Passage to read:
• • • • • • •

Disability Discrimination


The 2010 Equality Act in Great Britain and the Disability Discrimination Act 1995 protect the rights of people with disabilities in the workplace. As well as offering support for individual members who have disabilities, UNISON works to change attitudes in society so that people with disabilities are better able to play an equal part in life.

In Great Britain the 2010 Equality Act protects the rights of disabled people in the workplace. The law also provides some protection to people associated with disabled people, such as carers. The law covers anyone with a physical or mental impairment that has a substantial and long-term adverse effect on their ability to carry out day-to-day activities.

It also includes those who have been disabled in the past.

People with cancer, HIV or multiple sclerosis are automatically regarded as disabled for the purposes of both the Equality Act and the Disability Discrimination Act. A severe disfigurement may also amount to a disability.

As well as disability discrimination, the 2010 Act protects people from other forms of discrimination, including:

  • age;
  • gender reassignment;
  • marriage and civil partnership;
  • pregnancy and maternity;
  • race;
  • religion and belief;
  • sex;
  • sexual orientation.

Practices which discriminate against those with particular disabilities are also prohibited unless they can be similarly justified. This is known as indirect disability discrimination.

In the workplace, this means treating people equally in all aspects of their work, including:

  • when they apply for a job;
  • terms and conditions;
  • part-time and flexible working arrangements;
  • pay and benefits;
  • training, development, promotion and appraisals
  • dismissal, redundancy and retirement.

• • • • • • •

Images for locating objects
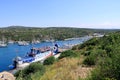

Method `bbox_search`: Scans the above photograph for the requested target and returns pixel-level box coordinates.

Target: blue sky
[0,0,120,29]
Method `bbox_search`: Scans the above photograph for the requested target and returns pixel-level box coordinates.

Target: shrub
[83,56,95,66]
[59,50,77,59]
[15,63,45,80]
[43,56,55,65]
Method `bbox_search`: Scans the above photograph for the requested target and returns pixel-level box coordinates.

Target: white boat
[18,41,29,46]
[8,40,14,44]
[0,41,7,47]
[9,44,58,69]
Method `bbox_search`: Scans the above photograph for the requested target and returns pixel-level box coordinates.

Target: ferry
[9,44,58,69]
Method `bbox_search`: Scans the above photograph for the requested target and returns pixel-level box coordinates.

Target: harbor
[0,36,91,72]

• • • • • • •

About this task:
Write out the part of the disability discrimination text that opens with the words containing "In Great Britain the" and closes with "out day-to-day activities.". The lines above play no part in what comes next.

Completed task:
In Great Britain the 2010 Equality Act protects the rights of disabled people in the workplace. The law also provides some protection to people associated with disabled people, such as carers. The law covers anyone with a physical or mental impairment that has a substantial and long-term adverse effect on their ability to carry out day-to-day activities.